읽을 글:
# # # #
09. Paging and Page Tables

초강송·2024년 11월 28일

목록 보기

10/13

다음 내용은 아주대학교 김상훈 교수님 운영체제 강의 및 강의 자료와 Operating Systems: Three Easy Pieces(https://pages.cs.wisc.edu/~remzi/OSTEP/)을 참고하여 작성한 글입니다.

Paging

Divide physical memory into fixed-sized blocks called "page frames" or "frames"
- PPN: Physical Page Number
Divide logical address space into the same sized blocks called "pages"
- LPN: Logical Page Number or VPN: Virtual Page Number

To run a program of size n, find n free frames and load the program
Allow the physical address space of process to be noncontiguous
Still, some internal fragmentation exists
- page를 fixed size로 나누어 주기 때문이다.
- 평균적으로 frame(page) size의 절반이 낭비된다고 한다.
compare with previous concepts
- 1개의 process -> 1개의 partition: fixed partition
- 1개의 process -> 여러 개의 크기가 다른 partition: Segment
- 1개의 process -> 여러 개의 크기가 같은 partition: paging

Page Tables

Each process has its own page table
- Page-table base register (PTBR) points to the base address of the page table
- PTBR은 현재 실행 중인 process의 page table 주소를 가리킨다.
- page table은 memory에 위치해 있다.
Comprised of page table entries (PTEs)
- Each PTE covers one page in virtual address space
Managed by OS, accessed by MMU
- mapping 정보를 update 하는 건 OS가 하고, 접근은 HW인 MMU가 한다.

Example 1

logical address: 0x1040
|page| = 0x100
offset = 0x0040
VPN 10번 page가 PPN 35번 page와 mapping 됨

위 조건에서 Physical address는 0x3540이다. VPN이 PPN으로 바뀔 뿐, offset 값은 바뀌지 않는 걸 관찰할 수 있다.
# # # #
주어진 과제:
페이징과 페이지 테이블에 관한 글을 마지막 문장 다음부터 이어 가십시오. 이어지는 행들은 필요하지 않습니다.

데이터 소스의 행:
# # # #
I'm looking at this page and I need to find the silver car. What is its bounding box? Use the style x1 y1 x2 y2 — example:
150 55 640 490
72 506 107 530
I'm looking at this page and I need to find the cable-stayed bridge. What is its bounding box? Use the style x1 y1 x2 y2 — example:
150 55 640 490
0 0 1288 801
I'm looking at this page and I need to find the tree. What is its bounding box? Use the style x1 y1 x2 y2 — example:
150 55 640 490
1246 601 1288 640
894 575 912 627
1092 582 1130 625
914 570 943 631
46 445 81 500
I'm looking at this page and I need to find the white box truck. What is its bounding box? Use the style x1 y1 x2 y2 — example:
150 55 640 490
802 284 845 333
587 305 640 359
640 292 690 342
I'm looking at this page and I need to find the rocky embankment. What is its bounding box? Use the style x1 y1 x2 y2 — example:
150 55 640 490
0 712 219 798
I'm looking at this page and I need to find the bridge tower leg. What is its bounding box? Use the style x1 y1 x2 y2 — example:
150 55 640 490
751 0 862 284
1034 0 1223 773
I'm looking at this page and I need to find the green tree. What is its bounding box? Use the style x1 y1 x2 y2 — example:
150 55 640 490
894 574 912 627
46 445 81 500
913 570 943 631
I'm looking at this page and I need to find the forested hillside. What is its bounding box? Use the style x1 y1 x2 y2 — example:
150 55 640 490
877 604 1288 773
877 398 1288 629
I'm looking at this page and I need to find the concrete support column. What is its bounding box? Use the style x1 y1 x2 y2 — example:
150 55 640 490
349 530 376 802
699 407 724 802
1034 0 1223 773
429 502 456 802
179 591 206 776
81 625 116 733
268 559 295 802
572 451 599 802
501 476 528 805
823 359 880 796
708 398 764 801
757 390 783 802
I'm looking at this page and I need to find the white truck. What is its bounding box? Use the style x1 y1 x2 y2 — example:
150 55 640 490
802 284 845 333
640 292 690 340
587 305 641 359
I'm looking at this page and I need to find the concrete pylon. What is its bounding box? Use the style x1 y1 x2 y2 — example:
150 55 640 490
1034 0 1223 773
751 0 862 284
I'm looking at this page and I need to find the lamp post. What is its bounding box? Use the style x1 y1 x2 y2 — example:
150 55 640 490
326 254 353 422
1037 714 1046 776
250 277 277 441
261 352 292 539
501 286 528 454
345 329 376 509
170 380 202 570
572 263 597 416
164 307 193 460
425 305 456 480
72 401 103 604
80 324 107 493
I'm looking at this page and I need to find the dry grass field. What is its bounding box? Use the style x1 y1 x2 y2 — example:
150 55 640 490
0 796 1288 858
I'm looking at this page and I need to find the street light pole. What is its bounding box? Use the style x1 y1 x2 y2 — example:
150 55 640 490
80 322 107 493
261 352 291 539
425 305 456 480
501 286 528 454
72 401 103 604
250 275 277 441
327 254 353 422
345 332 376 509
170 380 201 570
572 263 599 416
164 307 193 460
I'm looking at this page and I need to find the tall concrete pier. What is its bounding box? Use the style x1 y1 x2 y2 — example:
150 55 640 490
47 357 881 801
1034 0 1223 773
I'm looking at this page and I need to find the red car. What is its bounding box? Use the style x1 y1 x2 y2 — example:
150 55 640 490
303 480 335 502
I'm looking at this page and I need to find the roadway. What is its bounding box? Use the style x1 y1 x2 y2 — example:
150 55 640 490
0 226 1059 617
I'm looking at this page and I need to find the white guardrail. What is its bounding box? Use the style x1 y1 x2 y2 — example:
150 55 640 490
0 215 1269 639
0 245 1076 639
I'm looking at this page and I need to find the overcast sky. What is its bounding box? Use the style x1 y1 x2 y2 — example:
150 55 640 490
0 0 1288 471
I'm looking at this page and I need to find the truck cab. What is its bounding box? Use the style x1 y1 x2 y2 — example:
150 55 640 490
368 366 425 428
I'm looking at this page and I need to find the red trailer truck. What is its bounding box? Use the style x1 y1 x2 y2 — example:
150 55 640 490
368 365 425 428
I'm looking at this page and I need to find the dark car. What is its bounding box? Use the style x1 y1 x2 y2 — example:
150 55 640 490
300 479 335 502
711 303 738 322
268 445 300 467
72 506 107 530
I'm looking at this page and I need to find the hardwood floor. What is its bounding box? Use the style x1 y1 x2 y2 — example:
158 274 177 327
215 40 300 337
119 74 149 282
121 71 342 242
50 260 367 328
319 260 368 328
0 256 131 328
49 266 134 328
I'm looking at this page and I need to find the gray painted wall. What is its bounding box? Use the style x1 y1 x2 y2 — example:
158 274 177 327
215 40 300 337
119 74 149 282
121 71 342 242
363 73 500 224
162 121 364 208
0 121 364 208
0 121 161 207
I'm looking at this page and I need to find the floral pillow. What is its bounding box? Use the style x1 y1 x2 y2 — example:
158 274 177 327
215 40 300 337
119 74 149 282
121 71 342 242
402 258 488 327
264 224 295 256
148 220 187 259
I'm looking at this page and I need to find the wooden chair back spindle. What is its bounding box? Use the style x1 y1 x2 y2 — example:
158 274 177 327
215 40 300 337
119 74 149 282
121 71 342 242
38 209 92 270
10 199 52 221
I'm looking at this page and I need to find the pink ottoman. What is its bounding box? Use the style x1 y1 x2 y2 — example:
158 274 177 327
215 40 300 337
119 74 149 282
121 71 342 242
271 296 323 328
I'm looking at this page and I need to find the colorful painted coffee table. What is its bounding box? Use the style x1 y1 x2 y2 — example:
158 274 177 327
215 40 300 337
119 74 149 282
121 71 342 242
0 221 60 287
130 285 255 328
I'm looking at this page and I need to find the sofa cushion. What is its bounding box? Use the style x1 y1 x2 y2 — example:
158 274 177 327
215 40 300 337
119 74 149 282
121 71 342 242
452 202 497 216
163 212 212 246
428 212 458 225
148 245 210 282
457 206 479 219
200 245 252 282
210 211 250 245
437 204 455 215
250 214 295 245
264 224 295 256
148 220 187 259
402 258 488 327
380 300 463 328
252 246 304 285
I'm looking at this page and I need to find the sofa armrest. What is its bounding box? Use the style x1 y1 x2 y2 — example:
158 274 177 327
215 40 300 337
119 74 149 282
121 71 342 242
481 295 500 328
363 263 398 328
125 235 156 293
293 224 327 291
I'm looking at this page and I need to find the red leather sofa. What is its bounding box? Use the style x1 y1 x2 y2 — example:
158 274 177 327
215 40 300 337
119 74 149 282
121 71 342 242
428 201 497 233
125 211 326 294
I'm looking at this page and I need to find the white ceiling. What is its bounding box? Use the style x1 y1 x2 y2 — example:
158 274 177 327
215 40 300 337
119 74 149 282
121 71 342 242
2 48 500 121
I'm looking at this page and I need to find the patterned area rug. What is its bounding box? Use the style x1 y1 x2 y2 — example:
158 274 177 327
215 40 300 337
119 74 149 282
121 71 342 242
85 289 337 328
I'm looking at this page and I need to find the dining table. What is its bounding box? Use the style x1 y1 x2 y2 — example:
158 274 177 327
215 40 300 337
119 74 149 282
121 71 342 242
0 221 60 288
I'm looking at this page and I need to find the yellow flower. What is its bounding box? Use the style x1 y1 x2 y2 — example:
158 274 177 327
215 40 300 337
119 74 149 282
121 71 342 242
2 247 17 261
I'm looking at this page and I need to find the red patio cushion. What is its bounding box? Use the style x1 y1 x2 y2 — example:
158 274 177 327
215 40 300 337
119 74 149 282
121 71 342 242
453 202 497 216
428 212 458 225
# # # #
응답:
Address Translation

Page size가 $2^n$ byte일 때, binary address의 하위 n bit는 offset으로 쓰인다.
- page size = $2^4$ =16 bytes일 때, 이 page는 이진수 4 bit로 나타낼 수 있다.
MMU는 VPN을 index로서 사용해 Page table에 접근하며, mapping 된 PPN 값과 offset 값을 가지고 address translation을 한다.

Example 1

Virtual address: 32 bits
Physical address: 20 bits
Page size: 4KB

offset bit
위 조건에서, page size는 $2^{12}$ B이므로 virtual address와 physical address의 하위 12 bit가 offset으로 사용된다.
page table entry 개수
virtual address의 나머지 20 bits는 VPN으로 쓰이며, page table의 총 entry 개수는 $2^{20}$ 개이다.
page table entry 크기
physical address의 나머지 8 bits는 PFN으로 쓰이며, 이 8 bits에는 특정 VPN과 mapping된 PFN이 저장된다. 따라서 page table entry 1개의 크기는 8 bits = 1 byte이다.
page table 크기
page table의 크기는 table entry 개수에 entry 크기를 곱해 주면 된다. 따라서 $2^{20}$ x $1$ byte = $2^{20}$ B이다.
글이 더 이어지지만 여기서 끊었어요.